RECORDED DATA ▸
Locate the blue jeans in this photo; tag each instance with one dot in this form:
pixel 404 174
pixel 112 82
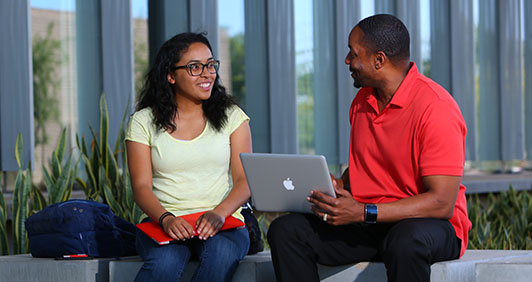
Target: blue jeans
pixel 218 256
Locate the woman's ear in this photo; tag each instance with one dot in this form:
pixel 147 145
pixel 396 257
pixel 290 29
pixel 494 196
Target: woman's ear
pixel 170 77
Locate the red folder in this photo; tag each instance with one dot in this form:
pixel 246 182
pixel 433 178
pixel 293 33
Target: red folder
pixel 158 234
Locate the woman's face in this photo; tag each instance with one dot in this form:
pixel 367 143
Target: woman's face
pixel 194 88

---

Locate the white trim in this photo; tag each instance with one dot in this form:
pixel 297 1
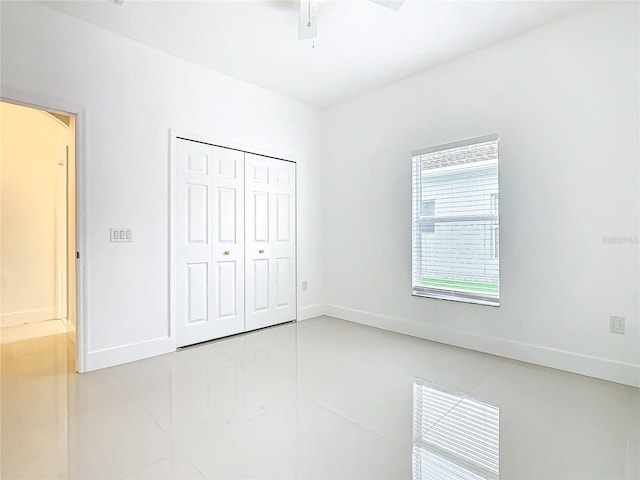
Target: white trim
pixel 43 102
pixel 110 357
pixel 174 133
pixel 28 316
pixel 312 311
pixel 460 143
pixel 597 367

WORK INSTRUCTION ▸ Copy out each line of the material in which the word "Locate" turns up.

OUTPUT OF THE EXERCISE ▸
Locate the blue jeans in this photo; tag each instance with one dot in this form:
Locate the woman's ear in this photo; tag each instance with one dot in this form:
Locate the red folder in this photo; tag each instance with one dot in this form:
Locate the woman's face in this photo; tag each instance with one dot in this form:
Locate the white trim in this photo; tag each instance with one dot in this form:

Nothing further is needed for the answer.